● REQUIREMENTS: In the part of the data that opens with the line containing "baseboard in the picture above." and closes at the end of the data, change "ceiling fan" to "overhead fan". Give only that part, with everything else left as it is.

● INPUT:
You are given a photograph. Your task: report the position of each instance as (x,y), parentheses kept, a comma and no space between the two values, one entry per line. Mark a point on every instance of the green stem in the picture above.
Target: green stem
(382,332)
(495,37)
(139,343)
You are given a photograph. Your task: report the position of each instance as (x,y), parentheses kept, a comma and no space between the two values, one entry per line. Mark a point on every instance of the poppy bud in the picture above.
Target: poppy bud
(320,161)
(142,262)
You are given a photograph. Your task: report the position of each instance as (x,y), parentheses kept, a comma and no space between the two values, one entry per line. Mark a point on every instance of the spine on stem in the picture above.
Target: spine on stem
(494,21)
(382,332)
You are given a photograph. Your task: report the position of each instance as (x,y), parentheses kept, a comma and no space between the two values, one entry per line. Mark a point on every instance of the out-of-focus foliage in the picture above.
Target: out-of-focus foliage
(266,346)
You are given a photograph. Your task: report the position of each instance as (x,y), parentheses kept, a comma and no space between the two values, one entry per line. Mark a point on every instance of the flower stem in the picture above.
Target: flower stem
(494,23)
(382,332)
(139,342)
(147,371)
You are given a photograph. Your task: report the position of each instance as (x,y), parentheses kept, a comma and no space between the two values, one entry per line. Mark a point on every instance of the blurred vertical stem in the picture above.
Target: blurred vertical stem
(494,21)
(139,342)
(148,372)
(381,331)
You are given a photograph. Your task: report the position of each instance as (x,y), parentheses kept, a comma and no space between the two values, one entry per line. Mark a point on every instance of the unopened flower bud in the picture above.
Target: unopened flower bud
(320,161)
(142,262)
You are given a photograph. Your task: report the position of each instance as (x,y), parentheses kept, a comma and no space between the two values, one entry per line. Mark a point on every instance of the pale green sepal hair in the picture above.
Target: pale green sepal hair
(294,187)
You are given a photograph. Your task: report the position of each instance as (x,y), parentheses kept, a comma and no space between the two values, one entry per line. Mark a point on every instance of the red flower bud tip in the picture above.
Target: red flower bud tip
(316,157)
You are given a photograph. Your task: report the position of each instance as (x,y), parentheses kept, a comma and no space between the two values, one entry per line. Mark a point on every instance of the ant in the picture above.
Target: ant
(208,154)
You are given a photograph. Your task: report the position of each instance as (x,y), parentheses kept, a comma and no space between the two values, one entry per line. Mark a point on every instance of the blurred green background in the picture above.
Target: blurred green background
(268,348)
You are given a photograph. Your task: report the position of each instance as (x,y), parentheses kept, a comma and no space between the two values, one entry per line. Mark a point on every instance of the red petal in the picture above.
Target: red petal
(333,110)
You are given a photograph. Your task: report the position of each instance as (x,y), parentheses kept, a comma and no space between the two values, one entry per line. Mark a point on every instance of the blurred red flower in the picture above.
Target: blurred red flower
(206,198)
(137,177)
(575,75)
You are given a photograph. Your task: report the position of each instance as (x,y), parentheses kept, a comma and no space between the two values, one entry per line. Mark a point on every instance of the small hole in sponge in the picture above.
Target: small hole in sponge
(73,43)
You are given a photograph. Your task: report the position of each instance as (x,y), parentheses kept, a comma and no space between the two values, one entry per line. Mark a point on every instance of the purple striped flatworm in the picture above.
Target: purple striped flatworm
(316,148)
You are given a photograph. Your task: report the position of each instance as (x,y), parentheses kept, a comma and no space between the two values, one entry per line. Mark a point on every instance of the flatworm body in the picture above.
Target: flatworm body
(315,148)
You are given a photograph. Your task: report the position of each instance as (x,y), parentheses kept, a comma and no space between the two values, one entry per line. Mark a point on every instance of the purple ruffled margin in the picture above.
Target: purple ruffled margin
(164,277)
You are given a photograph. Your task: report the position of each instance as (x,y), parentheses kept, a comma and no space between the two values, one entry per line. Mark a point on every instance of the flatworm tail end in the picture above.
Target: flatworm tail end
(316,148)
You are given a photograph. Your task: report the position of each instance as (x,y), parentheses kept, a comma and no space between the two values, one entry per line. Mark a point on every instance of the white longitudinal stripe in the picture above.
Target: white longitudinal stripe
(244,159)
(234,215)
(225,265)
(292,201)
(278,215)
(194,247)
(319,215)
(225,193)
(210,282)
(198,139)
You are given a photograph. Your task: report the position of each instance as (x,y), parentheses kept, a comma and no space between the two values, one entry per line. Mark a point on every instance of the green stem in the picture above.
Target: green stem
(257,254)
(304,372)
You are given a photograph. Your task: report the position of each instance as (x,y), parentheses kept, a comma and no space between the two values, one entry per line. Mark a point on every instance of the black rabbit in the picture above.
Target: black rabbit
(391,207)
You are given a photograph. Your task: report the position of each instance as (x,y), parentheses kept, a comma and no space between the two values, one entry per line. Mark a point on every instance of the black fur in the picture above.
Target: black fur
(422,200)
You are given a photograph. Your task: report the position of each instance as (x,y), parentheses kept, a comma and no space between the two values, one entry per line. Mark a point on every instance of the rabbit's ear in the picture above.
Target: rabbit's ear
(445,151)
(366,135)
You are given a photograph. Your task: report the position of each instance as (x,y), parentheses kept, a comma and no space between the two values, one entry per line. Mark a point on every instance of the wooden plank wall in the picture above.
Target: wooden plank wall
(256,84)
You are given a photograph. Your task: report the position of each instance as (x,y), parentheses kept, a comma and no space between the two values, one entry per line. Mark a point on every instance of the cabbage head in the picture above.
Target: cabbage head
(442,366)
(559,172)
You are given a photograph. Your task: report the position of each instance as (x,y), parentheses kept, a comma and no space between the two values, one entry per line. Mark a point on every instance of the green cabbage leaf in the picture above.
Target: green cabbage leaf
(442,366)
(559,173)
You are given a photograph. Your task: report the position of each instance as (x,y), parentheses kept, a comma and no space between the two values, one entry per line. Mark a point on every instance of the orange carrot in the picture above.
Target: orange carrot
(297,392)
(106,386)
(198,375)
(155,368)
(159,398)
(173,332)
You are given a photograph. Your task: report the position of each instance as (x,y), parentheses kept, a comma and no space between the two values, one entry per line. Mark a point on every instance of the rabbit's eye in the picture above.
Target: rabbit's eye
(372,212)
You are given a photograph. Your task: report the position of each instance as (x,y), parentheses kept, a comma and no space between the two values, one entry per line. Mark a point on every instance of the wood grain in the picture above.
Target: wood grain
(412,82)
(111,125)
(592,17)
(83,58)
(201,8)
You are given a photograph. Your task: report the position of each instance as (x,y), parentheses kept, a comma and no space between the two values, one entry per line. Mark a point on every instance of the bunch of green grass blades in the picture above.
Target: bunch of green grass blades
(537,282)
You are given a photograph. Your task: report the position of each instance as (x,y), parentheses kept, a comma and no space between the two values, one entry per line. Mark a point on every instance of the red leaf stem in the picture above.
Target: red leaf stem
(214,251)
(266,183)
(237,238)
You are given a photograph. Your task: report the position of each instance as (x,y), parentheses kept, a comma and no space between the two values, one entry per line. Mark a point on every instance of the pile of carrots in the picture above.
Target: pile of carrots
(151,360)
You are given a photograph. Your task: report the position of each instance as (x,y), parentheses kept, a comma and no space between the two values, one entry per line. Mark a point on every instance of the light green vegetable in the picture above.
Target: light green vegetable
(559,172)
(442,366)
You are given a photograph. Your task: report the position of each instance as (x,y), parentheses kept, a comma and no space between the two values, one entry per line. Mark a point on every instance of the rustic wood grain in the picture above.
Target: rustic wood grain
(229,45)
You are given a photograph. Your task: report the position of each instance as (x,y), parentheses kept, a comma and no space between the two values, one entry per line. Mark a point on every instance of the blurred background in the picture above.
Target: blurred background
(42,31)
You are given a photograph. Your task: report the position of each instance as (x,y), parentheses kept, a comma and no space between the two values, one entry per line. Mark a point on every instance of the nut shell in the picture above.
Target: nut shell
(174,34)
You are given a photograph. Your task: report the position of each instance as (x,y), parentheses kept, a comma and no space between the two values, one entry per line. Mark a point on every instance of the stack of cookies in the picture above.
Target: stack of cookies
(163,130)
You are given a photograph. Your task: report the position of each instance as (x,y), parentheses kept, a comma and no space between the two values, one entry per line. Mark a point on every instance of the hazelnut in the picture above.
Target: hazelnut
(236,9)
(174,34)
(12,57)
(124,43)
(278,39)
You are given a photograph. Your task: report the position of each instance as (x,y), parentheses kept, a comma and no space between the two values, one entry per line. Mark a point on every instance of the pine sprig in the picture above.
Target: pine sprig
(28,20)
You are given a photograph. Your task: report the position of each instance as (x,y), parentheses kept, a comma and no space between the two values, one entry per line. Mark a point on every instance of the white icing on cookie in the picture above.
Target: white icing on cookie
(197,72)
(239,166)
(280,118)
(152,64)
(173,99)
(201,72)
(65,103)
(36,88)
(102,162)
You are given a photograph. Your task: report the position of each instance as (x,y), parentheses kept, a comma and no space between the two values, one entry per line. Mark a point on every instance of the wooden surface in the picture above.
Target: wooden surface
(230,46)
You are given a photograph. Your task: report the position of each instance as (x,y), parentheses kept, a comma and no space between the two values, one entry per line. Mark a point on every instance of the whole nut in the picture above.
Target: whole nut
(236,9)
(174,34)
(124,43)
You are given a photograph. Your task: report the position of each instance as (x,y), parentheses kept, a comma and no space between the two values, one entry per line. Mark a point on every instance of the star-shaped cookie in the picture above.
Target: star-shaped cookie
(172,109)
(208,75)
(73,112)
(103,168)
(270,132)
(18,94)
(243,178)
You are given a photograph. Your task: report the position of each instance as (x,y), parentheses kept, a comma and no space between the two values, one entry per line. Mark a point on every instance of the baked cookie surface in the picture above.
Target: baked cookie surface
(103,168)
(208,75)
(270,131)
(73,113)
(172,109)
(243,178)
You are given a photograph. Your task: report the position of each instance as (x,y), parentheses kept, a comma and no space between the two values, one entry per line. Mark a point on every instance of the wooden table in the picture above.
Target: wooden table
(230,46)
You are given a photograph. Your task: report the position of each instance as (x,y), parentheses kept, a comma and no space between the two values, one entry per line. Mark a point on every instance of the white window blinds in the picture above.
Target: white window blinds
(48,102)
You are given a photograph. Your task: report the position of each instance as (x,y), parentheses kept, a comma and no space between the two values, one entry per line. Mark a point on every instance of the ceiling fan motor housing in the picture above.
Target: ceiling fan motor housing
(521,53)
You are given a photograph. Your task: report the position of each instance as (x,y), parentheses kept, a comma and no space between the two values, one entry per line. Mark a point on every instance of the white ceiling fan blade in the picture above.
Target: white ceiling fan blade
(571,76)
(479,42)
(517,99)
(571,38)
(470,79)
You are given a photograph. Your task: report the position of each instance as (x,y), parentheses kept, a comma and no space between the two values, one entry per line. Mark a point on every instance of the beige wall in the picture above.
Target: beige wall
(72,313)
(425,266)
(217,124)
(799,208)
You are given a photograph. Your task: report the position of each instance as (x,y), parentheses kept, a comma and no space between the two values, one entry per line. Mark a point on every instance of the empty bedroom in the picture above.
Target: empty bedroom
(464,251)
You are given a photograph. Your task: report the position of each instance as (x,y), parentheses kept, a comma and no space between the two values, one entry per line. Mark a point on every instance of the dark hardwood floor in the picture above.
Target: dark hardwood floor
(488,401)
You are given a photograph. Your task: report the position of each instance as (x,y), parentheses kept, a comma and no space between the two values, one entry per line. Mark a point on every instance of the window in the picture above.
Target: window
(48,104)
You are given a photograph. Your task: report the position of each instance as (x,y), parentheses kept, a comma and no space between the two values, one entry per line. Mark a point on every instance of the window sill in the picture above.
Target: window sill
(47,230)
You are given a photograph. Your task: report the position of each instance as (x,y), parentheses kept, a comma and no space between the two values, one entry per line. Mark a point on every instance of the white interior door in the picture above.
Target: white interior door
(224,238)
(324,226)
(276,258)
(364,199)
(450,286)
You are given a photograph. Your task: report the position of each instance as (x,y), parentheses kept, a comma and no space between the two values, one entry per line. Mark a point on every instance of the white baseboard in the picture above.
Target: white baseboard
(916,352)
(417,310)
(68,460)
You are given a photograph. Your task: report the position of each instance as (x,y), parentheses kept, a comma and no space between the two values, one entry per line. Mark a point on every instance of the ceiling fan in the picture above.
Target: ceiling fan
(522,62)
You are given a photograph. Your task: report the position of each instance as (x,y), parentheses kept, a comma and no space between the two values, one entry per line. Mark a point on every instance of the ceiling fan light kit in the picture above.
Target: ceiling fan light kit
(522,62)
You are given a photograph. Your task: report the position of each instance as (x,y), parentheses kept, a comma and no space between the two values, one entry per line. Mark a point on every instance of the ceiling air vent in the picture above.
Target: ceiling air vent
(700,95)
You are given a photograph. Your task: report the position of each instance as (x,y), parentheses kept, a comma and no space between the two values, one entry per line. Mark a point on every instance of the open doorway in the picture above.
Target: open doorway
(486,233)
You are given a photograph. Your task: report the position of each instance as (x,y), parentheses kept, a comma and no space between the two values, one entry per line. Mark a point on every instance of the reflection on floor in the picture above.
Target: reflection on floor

● PROBLEM SOLUTION:
You are given a photograph. Your task: report the position of each instance as (x,y), parentheses kept, a comma and no space between the two values, one entry per line. Mark a point on every instance of the white baseboard in the picture above.
Target: white baseboard
(916,352)
(417,310)
(68,460)
You are given a photograph. Your task: report the position of each instance as (x,y), parentheses kept, a comma and no space between the two values, one entry per line. Mark a point on every instance of the overhead fan in the picture above.
Target: overhead fan
(522,62)
You are given a photograph. Your task: report the position of each instance as (x,y), parentheses kept, a comma and no space between the two values, one entry per line. Mark a point on every instance of the overhead fan light kit in the picture above.
Target: overhead fan light kit
(522,62)
You are given a photograph. Your task: report the position of each instance as (x,y), parentheses kept, a comma and no space between the two values, one entry per line. Mark a point on every instance of the ceiling air vent in the picture above.
Target: ceiling air vent
(700,95)
You are given a photograph. Your task: report the position of each instance as (x,y), parentheses kept, a comma and no space between the two values, one entry per line. Mark a point on every instance of the open doorway in the picture above.
Target: open doorway
(486,233)
You are given a photograph. Your task: report the position of each instance as (x,y), parentheses kept, a comma and no space between the two values, one entry per line. Mark a point on every instance of the reflection on floor in the picture above.
Target: reflection on floor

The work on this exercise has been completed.